## TASK DIRECTIONS
Begin at the line that has "Exercise. Point out every instance of the car windshield" and stop after the line that has "x=12, y=130", then write those lines out again, changing "Result" to "Answer" and leaving everything else as it stands.

[Position identification records]
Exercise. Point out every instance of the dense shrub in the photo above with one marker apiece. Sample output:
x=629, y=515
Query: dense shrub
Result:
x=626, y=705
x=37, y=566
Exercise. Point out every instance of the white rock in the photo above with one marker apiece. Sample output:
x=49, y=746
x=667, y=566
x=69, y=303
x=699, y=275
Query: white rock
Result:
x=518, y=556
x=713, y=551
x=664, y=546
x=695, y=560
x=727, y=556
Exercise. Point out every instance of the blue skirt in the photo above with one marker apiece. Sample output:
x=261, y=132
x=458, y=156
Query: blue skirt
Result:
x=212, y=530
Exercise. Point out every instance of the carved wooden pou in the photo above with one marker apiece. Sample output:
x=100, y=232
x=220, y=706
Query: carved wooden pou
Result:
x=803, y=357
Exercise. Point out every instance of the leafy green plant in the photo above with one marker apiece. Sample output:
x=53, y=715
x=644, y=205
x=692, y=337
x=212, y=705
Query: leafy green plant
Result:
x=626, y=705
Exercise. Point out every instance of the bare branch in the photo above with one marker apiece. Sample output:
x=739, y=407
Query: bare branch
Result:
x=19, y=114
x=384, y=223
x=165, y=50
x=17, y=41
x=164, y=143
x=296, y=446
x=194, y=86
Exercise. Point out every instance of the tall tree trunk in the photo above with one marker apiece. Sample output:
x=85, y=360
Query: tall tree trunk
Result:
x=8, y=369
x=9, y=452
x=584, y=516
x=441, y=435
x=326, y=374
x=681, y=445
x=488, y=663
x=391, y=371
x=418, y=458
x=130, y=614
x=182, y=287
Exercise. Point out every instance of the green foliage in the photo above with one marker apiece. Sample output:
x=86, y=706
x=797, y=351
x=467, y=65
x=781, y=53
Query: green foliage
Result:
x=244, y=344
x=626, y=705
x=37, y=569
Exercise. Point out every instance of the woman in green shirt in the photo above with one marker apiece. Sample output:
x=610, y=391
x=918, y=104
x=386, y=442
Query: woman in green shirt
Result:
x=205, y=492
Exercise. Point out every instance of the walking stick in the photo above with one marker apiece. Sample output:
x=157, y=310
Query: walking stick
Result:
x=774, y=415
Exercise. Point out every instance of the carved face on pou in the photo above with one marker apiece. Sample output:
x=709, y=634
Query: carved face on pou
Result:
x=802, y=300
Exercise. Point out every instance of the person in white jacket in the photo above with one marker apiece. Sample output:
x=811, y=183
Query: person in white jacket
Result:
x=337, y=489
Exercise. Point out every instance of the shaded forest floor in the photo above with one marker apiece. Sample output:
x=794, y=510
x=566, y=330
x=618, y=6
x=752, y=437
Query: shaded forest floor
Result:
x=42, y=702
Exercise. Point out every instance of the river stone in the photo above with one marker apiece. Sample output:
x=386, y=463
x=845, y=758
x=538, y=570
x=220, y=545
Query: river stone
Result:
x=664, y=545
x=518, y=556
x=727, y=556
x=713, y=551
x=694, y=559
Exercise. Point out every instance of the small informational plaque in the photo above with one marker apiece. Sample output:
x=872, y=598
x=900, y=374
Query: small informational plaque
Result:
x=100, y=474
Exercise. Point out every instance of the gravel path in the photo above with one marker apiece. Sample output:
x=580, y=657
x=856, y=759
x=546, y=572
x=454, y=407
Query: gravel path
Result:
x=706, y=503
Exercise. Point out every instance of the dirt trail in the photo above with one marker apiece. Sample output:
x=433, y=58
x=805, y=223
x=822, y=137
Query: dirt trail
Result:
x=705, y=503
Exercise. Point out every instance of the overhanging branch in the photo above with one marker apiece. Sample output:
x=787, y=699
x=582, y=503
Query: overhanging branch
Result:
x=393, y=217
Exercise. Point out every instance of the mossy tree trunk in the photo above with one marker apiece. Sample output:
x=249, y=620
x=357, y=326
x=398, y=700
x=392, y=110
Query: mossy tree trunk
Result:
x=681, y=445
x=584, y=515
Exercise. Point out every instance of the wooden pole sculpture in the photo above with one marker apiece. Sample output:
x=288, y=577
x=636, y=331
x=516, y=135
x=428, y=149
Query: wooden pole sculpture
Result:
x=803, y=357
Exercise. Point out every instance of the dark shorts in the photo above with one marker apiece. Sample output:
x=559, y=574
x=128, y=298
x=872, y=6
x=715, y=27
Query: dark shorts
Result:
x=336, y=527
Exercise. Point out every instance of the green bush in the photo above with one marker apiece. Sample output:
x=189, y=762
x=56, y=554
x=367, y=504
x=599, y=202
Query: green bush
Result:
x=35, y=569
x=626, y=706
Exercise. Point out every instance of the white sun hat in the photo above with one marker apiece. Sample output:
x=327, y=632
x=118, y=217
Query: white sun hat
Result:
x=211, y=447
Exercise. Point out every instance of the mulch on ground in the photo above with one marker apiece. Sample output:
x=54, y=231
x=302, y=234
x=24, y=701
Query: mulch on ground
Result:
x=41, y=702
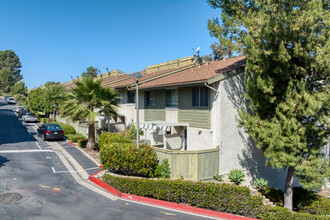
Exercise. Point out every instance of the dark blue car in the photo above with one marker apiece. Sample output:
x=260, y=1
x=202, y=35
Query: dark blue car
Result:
x=51, y=132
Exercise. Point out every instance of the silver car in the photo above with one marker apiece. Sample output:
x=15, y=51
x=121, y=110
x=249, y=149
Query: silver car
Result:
x=18, y=108
x=30, y=117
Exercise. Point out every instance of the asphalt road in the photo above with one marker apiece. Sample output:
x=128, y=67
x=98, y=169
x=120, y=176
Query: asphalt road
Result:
x=29, y=189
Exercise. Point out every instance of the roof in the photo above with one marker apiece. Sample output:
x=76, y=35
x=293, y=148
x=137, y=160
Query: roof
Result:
x=180, y=75
x=128, y=81
x=197, y=74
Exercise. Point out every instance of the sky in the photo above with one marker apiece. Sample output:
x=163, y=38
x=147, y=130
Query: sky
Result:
x=58, y=39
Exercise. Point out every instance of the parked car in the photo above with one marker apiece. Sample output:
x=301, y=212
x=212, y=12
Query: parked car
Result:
x=11, y=100
x=29, y=117
x=6, y=98
x=50, y=132
x=18, y=108
x=23, y=112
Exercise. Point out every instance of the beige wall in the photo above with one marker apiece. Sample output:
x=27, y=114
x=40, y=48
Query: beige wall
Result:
x=193, y=165
x=237, y=149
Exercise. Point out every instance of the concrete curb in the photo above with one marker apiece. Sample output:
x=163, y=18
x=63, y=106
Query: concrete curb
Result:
x=91, y=158
x=162, y=203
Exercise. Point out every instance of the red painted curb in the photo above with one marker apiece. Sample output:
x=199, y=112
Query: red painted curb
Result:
x=166, y=204
x=70, y=143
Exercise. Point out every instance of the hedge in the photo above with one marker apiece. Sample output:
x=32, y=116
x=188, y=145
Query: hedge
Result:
x=82, y=143
x=108, y=138
x=218, y=197
x=208, y=195
x=127, y=159
x=74, y=137
x=68, y=129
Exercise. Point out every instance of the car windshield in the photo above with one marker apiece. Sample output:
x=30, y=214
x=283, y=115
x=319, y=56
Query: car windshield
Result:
x=53, y=127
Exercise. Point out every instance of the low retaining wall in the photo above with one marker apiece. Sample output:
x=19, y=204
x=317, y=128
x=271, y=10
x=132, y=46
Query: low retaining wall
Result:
x=192, y=165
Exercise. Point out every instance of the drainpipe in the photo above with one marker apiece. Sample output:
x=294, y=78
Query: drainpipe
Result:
x=210, y=87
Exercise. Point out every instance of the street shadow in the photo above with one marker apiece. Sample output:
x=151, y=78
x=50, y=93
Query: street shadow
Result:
x=3, y=160
x=12, y=130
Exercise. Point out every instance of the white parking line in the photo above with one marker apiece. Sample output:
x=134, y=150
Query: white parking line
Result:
x=24, y=151
x=38, y=145
x=76, y=171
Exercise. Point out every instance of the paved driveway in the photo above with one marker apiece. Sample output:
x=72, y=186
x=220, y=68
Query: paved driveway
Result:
x=35, y=184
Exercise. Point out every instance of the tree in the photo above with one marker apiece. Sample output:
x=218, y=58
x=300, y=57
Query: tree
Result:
x=287, y=81
x=87, y=100
x=54, y=93
x=91, y=72
x=36, y=99
x=19, y=92
x=19, y=88
x=5, y=80
x=8, y=59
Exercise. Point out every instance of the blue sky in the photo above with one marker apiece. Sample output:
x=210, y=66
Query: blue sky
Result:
x=57, y=39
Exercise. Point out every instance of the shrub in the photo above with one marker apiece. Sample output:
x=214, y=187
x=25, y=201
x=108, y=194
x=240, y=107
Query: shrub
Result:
x=210, y=195
x=68, y=129
x=274, y=195
x=319, y=205
x=236, y=176
x=261, y=184
x=46, y=120
x=218, y=177
x=82, y=143
x=108, y=138
x=75, y=137
x=131, y=132
x=127, y=159
x=163, y=169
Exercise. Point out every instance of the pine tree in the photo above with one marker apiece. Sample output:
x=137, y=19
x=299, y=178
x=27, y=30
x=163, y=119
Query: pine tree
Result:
x=9, y=60
x=287, y=81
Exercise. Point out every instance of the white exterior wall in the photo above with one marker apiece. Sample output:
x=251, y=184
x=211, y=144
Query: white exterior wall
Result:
x=237, y=150
x=199, y=138
x=171, y=115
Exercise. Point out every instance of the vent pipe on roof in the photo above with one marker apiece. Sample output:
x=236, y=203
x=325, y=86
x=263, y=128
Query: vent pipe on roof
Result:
x=210, y=87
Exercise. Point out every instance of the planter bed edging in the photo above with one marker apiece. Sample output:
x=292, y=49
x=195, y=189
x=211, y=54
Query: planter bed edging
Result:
x=166, y=204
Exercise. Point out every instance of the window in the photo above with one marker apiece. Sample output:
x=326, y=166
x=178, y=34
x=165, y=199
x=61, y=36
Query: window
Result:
x=150, y=98
x=130, y=97
x=200, y=96
x=172, y=98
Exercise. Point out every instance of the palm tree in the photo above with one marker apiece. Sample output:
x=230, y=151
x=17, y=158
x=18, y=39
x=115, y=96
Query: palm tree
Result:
x=87, y=100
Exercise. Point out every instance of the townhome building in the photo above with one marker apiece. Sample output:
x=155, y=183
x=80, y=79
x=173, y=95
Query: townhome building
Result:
x=189, y=114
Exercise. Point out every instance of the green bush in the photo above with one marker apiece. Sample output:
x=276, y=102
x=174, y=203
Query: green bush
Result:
x=218, y=177
x=131, y=132
x=274, y=195
x=108, y=138
x=68, y=129
x=74, y=137
x=126, y=158
x=261, y=184
x=209, y=195
x=319, y=205
x=163, y=169
x=275, y=213
x=82, y=143
x=46, y=120
x=236, y=176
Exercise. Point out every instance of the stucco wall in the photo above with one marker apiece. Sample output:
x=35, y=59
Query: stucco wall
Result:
x=199, y=138
x=171, y=115
x=237, y=150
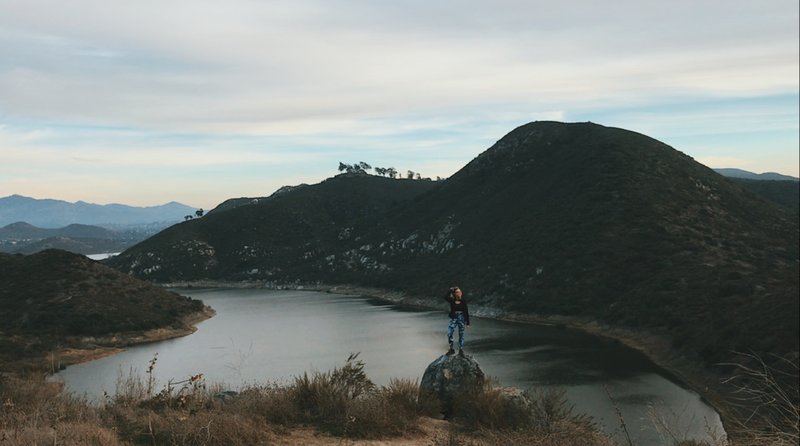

## RESULT OF THE EXERCISE
Exercise. Point out every instance of the car windshield in the photo above with one marker apiece. Sample output:
x=30, y=214
x=283, y=115
x=319, y=56
Query: car windshield
Answer:
x=53, y=127
Exercise. Point out every instance of the low retaining wall in the photo above with one marker apiece. Sample output:
x=19, y=204
x=317, y=128
x=271, y=10
x=132, y=46
Query: low retaining wall
Answer:
x=192, y=165
Exercise. Point out every instance of the drainpipe in the photo above with one marker apiece. Sample output:
x=294, y=78
Query: drainpipe
Answer:
x=210, y=87
Exercise. Point out every instance of the street shadow in the photo above with one marker apiece. Sample output:
x=151, y=78
x=50, y=93
Query: street shadow
Answer:
x=3, y=160
x=12, y=130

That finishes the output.